-- Start of Rows --
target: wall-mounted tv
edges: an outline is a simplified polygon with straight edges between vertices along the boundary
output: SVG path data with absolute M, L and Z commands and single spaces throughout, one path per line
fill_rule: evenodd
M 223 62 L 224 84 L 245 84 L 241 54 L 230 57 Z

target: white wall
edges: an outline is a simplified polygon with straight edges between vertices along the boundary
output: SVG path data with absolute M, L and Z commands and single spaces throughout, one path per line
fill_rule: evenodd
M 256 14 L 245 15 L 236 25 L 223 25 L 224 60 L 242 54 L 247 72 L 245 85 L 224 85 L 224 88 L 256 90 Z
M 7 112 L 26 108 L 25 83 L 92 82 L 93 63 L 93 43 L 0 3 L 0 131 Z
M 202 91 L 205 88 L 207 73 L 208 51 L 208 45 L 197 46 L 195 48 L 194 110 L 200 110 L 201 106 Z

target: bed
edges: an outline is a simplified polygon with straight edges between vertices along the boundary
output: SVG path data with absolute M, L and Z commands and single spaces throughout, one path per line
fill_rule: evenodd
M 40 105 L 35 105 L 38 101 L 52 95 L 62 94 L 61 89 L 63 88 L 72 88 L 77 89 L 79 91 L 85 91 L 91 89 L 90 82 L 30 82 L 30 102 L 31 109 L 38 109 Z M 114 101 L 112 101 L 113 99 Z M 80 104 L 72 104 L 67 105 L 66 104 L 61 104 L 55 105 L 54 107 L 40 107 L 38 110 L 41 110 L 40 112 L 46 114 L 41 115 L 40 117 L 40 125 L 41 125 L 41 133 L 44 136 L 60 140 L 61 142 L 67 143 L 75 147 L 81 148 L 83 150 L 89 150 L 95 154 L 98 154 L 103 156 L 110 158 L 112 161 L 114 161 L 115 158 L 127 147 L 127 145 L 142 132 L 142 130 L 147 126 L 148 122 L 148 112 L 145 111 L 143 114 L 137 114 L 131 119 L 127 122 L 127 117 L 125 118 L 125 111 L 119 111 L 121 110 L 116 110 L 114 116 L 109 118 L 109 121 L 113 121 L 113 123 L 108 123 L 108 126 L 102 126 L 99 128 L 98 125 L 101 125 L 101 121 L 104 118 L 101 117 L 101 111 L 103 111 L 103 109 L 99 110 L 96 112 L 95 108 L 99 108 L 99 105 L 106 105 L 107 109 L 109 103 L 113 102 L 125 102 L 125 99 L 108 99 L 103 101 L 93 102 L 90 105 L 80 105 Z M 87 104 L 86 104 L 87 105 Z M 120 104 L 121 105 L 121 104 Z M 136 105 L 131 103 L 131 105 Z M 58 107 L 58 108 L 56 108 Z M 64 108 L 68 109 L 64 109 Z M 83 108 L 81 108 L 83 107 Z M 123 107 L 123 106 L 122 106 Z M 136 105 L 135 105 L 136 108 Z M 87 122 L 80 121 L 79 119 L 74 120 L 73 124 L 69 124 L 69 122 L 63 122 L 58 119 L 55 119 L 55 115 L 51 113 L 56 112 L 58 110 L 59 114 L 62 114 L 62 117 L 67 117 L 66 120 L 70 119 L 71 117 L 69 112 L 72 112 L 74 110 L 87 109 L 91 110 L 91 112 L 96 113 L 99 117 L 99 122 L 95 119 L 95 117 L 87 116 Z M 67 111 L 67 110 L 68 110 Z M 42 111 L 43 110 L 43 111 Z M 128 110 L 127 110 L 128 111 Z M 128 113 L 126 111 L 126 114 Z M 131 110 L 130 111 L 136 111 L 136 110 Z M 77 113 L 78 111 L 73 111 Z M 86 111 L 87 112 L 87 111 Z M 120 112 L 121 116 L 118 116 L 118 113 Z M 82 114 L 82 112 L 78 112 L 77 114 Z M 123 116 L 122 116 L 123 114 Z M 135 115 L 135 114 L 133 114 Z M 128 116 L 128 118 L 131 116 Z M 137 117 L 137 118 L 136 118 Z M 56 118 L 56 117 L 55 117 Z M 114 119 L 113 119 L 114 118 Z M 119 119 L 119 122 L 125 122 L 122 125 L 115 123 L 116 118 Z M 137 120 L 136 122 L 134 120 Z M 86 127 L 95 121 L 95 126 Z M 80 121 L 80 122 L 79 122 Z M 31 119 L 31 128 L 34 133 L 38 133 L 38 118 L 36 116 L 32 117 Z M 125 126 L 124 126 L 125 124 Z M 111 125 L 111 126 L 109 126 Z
-- End of Rows --
[What is being asked] Can you transcribe the lines from the start of the records up to and including the line with "M 223 62 L 224", reproducing them exactly?

[Output of the exercise]
target: wall-mounted tv
edges: an outline is a simplified polygon with straight edges between vertices along the boundary
output: SVG path data with absolute M, L and Z commands and single spaces throughout, one path per line
fill_rule: evenodd
M 223 62 L 224 84 L 245 84 L 241 54 L 230 57 Z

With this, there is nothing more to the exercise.